Material for this exercise below:

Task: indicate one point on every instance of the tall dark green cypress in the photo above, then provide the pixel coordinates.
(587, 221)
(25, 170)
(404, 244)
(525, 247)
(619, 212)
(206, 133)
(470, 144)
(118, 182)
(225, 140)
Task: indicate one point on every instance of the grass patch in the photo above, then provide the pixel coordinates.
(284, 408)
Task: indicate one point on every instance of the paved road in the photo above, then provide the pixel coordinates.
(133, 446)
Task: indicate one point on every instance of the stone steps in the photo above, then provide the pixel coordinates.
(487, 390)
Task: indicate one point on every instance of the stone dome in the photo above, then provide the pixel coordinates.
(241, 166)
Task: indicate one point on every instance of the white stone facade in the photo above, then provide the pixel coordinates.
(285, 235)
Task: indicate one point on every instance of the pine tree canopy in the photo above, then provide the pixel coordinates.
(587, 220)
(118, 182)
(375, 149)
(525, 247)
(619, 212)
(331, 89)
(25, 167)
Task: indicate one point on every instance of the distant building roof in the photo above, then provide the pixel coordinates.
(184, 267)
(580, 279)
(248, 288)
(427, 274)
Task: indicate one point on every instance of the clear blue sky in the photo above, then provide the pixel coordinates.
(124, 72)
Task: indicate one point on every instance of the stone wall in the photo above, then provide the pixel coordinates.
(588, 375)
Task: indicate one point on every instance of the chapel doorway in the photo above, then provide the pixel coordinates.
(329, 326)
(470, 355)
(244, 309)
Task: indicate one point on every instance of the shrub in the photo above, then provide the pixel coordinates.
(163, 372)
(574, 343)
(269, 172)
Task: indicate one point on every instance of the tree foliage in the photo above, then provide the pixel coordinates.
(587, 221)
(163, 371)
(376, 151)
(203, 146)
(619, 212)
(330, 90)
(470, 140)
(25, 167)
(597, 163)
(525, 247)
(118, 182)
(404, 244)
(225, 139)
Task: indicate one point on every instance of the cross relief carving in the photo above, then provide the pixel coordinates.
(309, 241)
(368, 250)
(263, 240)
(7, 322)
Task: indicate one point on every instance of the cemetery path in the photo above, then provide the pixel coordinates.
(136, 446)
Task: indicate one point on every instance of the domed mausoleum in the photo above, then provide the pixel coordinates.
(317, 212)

End of Material for this exercise.

** What you are asked to do **
Set down the preceding data verbatim. Every line belongs in the copy.

** Result of this task **
Task: indicate one point on every instance of the tall dark green cypress in the photo above, then provide the pixel coordinates.
(587, 221)
(25, 170)
(404, 244)
(525, 247)
(619, 212)
(206, 133)
(470, 144)
(118, 182)
(225, 140)
Task: indicate one point on every instance of the grass patch in the photo above, then provide the pixel coordinates.
(284, 408)
Task: indicate one point on every instance of the paved road in the photo above, then provide the pixel coordinates.
(133, 446)
Task: indicate one point on every instance of the stone steps in the photo above, then provide the pixel coordinates.
(487, 390)
Task: indicate one point on every instance of the stone dome in the photo above, then provide the pixel coordinates.
(241, 166)
Task: indicate one point on every instance of the white stone facade in the photo above, then provide the pixel coordinates.
(285, 235)
Task: indicate one point on every instance of the pine tree canopy in the photo above, then provide the pixel coordinates.
(587, 220)
(118, 182)
(375, 149)
(525, 247)
(619, 212)
(331, 89)
(25, 167)
Task: indicate one point on every instance of the distant building roof in the photo above, then provide the pixel coordinates.
(184, 267)
(580, 279)
(248, 288)
(427, 274)
Task: indicate one point on every instance of the clear blue sky in the photo above, then provide the pixel coordinates.
(124, 72)
Task: indicate one point on every instance of the stone wall in the photo above, then provide the pixel coordinates.
(588, 375)
Task: indicate one point on every instance of the chapel doorway in the photo above, then provide the pixel coordinates.
(329, 326)
(470, 355)
(244, 309)
Task: indicate one point on every instance of the shrub in the photo above, then provide the pixel coordinates.
(163, 372)
(574, 343)
(269, 172)
Task: indicate one point on every instance of the tree foliage in the photo above, then provide the pixel coordinates.
(587, 221)
(163, 371)
(376, 151)
(203, 146)
(619, 212)
(330, 90)
(470, 140)
(25, 167)
(597, 163)
(525, 247)
(118, 182)
(404, 244)
(225, 139)
Task: indicate one point on every instance of the cross relief carving in the photo above, then provide the pixel coordinates.
(309, 241)
(368, 250)
(263, 240)
(7, 322)
Task: indicate one point on every instance of the cemetery path in the photo above, then provide the pixel coordinates.
(136, 446)
Task: indicate one point on every instance of the domed mausoleum in the photo above, then provide the pixel coordinates.
(317, 212)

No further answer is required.